----- Belge alıntısı
Türkiye'nin en iyi haber sitesi
REFİK ERDURAN

Karun gibiyiz

Mısır lafından, gezi tartışmasından gına geldiyse, bugün içinizi açacak olumlu şeylerden söz edeyim size.
Bir aile düşünün. Evlerinin bahçesine gömülü, paha biçilmez eski eser hazinesi var. Otlar arasında yetişen "yabani" çiçek aslında gezegenin en nadide bitkilerinden biri; tohumu satılsa zengin olunur. Bacaya yuva yapmış kuş da dünyada nesli kurumaya yüz tutmuş bir canlı; yavrularına Yaban Hayat Vakfı servet öder.
Ama o evdekiler bunların topundan habersiz gibi yaşıyor. Kulakları mahalle kavgalarında, elleri birbirinin boğazında. Hani "Tren geçer, inek bakar" derler ya; o biçim.
Ülkemiz yüzyılları öyle yaşadı. Farkında değil ya da umursamaz gibi davrandığımız halde nimet zenginiyiz. Örnek mi? Arsamız üstünde düşünmek yeter. Şu bilgilere bakın:
Türkiye üç bitki coğrafya bölgesinin buluştuğu tek ülke.
Dünya karalarının % 0.6'sını kapsamasına karşın, tüm bitki türlerinin % 2.6'sını barındırıyor.
Güneydoğu Anadolu gıda bitkileri bakımından en önemli gen merkezi.
Dünya toprakları tuzlandıkça besin bitkilerinin yetiştirildiği alanlar daralmakta, tuza dayanıklı bitkilerin önemi artmakta. Tuz Gölü çevresinde kırktan fazla öyle endemik (bölgeye özel) bitki türü yetişiyor.
----------
_Ne isteniyor:_ Türkiye'nin doğal zenginliklerini anlatan köşe yazısını son cümlesinden sonra sürdürün.
----- Kaynak veriler
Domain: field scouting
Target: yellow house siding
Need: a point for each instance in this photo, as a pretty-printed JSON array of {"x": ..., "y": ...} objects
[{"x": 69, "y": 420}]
----------
_Alıştırma yanıtı:_
Yüzölçümü İngiltere'ninkinin yüzde ikisi kadar olan İstanbul ilimiz o ülkeden daha çok bitki türüne sahip.
Türkiye'de her on günde bir yeni bir tür keşfedilmekte, v.b.

***

İki okuldaşım, Feyyaz Berker ve Nihat Gökyiğit, sınıflarımızın sayısı pek azalmış mezunlarını bir yemekte buluşturdu. Ayrılırken de birer kitap armağan ettiler. Yukarıdaki bilgiler -Tema Vakfı'nın da iki kurucusundan biri olan- Nihat Ağabeyimin bastırdığı "Türkiye'nin Biyolojik Zenginliği ve Korunması" adlı güzellikler demetinden.
Feyyaz dostum da "Dünden Bugüne Boğaziçi Üniversitesi, 1863-2013" başlıklı bir yakın tarih hazinesinin hazırlanmasını sağlayanlardan.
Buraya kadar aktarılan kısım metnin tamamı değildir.